[START OF DATA PROVIDED]

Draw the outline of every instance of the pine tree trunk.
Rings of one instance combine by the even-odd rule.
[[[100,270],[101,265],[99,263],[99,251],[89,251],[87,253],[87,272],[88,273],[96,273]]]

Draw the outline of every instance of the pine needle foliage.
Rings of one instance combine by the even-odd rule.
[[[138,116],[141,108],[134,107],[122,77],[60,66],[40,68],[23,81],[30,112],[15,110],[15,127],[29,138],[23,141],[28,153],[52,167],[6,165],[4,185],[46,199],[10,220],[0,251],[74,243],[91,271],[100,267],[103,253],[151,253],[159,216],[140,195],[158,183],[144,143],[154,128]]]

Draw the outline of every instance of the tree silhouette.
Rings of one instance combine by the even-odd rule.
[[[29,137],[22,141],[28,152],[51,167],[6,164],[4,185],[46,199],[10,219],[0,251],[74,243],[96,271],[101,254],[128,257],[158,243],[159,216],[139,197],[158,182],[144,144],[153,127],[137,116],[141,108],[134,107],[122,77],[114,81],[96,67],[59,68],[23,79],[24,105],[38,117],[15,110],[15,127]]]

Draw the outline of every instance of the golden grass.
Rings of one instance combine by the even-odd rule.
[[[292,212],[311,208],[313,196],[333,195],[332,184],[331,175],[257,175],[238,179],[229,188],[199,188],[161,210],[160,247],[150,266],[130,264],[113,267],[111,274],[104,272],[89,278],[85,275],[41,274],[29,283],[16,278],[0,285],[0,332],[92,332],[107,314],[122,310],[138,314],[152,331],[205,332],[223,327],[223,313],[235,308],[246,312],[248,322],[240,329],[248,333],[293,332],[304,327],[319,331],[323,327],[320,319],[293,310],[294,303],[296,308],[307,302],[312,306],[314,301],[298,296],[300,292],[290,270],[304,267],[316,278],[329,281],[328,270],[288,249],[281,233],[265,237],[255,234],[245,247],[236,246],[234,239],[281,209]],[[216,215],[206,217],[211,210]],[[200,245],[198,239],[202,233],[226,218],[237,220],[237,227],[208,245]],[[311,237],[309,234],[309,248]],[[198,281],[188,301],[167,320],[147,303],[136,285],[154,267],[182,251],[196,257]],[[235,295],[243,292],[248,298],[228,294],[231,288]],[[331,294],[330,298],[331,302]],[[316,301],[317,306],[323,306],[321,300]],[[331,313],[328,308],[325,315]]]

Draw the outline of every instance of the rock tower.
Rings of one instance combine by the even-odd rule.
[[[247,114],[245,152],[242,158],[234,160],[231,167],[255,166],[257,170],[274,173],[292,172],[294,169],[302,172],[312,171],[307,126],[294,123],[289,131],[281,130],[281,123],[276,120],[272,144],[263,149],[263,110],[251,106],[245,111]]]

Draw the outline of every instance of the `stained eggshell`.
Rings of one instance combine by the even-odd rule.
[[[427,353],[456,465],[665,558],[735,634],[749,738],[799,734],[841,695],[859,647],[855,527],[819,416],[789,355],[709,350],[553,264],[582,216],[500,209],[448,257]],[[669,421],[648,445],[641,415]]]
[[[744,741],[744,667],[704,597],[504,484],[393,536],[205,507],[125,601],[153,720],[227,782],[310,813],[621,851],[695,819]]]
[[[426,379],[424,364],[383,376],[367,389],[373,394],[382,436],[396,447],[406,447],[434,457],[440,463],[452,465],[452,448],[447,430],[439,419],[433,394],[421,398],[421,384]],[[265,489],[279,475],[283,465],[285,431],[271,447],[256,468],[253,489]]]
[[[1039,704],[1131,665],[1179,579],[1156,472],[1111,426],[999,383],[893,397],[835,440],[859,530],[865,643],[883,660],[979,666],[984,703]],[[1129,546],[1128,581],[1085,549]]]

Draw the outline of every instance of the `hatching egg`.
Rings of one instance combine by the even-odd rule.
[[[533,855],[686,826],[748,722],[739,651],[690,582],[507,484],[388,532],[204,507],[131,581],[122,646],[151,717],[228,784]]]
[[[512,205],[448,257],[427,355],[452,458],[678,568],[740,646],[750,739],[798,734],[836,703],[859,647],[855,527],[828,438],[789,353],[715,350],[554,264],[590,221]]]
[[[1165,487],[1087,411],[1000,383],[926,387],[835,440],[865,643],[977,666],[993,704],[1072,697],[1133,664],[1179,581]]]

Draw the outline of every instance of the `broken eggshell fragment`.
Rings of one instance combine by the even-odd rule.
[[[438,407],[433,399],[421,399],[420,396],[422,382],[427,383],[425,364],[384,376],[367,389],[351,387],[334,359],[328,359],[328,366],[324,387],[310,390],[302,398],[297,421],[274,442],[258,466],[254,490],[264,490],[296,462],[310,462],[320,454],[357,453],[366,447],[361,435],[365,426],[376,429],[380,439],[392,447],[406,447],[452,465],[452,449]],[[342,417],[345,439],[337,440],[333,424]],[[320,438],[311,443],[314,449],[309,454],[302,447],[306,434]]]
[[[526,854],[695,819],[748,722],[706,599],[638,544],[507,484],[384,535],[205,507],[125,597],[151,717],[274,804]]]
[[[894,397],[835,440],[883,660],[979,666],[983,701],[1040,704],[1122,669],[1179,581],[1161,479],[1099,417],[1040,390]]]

[END OF DATA PROVIDED]

## WORK INSTRUCTIONS:
Reproduce the entries above in full, verbatim.

## REPLY:
Draw the outline of every instance of the pine tree trunk.
Rings of one instance combine by the even-odd rule.
[[[100,270],[101,265],[99,263],[99,251],[89,251],[87,253],[87,272],[88,273],[96,273]]]

Draw the outline of every instance of the pine needle foliage.
Rings of one instance combine by the even-odd rule.
[[[138,116],[141,108],[134,107],[122,77],[60,66],[40,68],[23,81],[30,112],[15,110],[15,127],[29,138],[23,141],[28,153],[52,167],[6,165],[4,185],[46,199],[10,220],[0,251],[74,243],[91,271],[100,267],[103,253],[151,253],[159,216],[140,195],[158,183],[144,143],[154,128]]]

Draw the outline of every instance of the tree silhouette.
Rings of one instance combine by the even-odd rule.
[[[29,137],[22,141],[28,152],[51,167],[6,164],[4,185],[46,199],[10,219],[0,251],[74,243],[96,271],[101,254],[128,257],[158,243],[159,216],[139,197],[158,182],[144,144],[153,127],[137,116],[141,108],[134,107],[122,77],[114,81],[96,67],[59,68],[23,79],[24,105],[38,117],[15,110],[15,127]]]

Draw the outline of every instance of the golden grass.
Rings of one instance combine by the even-odd rule.
[[[292,212],[311,208],[313,196],[333,195],[332,184],[331,175],[257,175],[238,179],[229,188],[199,188],[161,210],[160,247],[150,266],[130,264],[113,267],[111,274],[104,272],[89,278],[85,275],[41,274],[29,283],[16,278],[0,285],[0,332],[92,332],[107,314],[122,310],[138,314],[152,331],[205,332],[223,327],[223,313],[235,308],[246,312],[248,322],[240,329],[248,333],[293,332],[304,327],[319,331],[323,327],[320,319],[293,310],[294,303],[296,308],[307,302],[312,306],[314,301],[298,296],[300,292],[290,270],[304,267],[316,278],[329,281],[328,270],[288,249],[281,233],[265,237],[255,234],[245,247],[236,246],[234,239],[281,209]],[[216,215],[206,217],[211,210]],[[200,245],[198,239],[202,233],[226,218],[237,220],[237,227],[208,245]],[[311,237],[309,234],[309,248]],[[198,281],[188,301],[167,320],[147,303],[136,285],[154,267],[182,251],[196,257]],[[235,295],[243,292],[248,298],[228,294],[231,288]],[[331,294],[330,298],[331,302]],[[316,301],[317,306],[323,306],[321,300]],[[331,313],[328,308],[325,315]]]

Draw the outline of every instance of the rock tower.
Rings of one instance combine by the even-odd rule.
[[[247,114],[245,152],[242,158],[234,160],[231,167],[255,166],[257,170],[274,173],[292,172],[294,169],[302,172],[312,171],[307,126],[294,123],[289,131],[281,130],[281,123],[276,120],[272,144],[263,149],[263,110],[251,106],[245,111]]]

Draw the outline of every instance of the `stained eggshell`.
Rings of one instance combine by the even-odd rule.
[[[427,353],[456,465],[665,558],[735,634],[749,738],[799,734],[841,695],[859,647],[855,527],[819,416],[789,355],[709,350],[553,264],[582,216],[500,209],[448,257]],[[669,421],[648,445],[641,415]]]
[[[744,741],[744,667],[704,597],[504,484],[393,536],[205,507],[125,601],[153,720],[227,782],[310,813],[621,851],[695,819]]]
[[[426,379],[424,364],[383,376],[367,389],[373,394],[382,436],[396,447],[406,447],[434,457],[440,463],[452,465],[452,448],[447,430],[439,419],[433,394],[421,398],[421,384]],[[265,489],[279,475],[283,465],[285,431],[271,447],[256,468],[253,489]]]
[[[1039,704],[1131,665],[1179,579],[1156,472],[1111,426],[999,383],[893,397],[835,440],[859,530],[865,643],[883,660],[979,666],[984,703]],[[1129,546],[1128,581],[1085,549]]]

Draw the outline of every instance of the `hatching egg`.
Rings of one instance combine by the even-odd rule.
[[[533,855],[686,826],[748,722],[739,651],[690,582],[507,484],[388,532],[204,507],[131,581],[122,646],[151,717],[228,784]]]
[[[512,205],[448,257],[427,355],[452,458],[678,568],[740,646],[750,739],[798,734],[836,703],[859,647],[855,527],[828,438],[789,353],[715,350],[554,264],[590,221]]]
[[[1165,487],[1087,411],[1000,383],[926,387],[835,440],[865,643],[977,666],[993,704],[1072,697],[1133,664],[1179,581]]]

Draw the outline of every instance of the `broken eggshell fragment`.
Rings of one instance combine by the even-odd rule.
[[[438,407],[433,399],[421,399],[420,396],[422,382],[427,383],[425,364],[384,376],[367,389],[351,387],[334,359],[328,359],[328,366],[324,387],[310,390],[302,398],[297,421],[274,442],[258,466],[254,490],[264,490],[296,462],[310,462],[320,454],[357,453],[366,447],[361,435],[365,426],[376,429],[380,439],[392,447],[406,447],[452,465],[452,449]],[[342,417],[345,439],[337,440],[333,424]],[[320,438],[311,443],[314,449],[309,454],[302,447],[306,434]]]
[[[526,854],[695,819],[748,722],[706,599],[638,544],[507,484],[384,535],[205,507],[125,597],[151,717],[274,804]]]
[[[894,397],[835,440],[883,660],[979,666],[983,701],[1040,704],[1122,669],[1179,581],[1161,479],[1099,417],[1040,390]]]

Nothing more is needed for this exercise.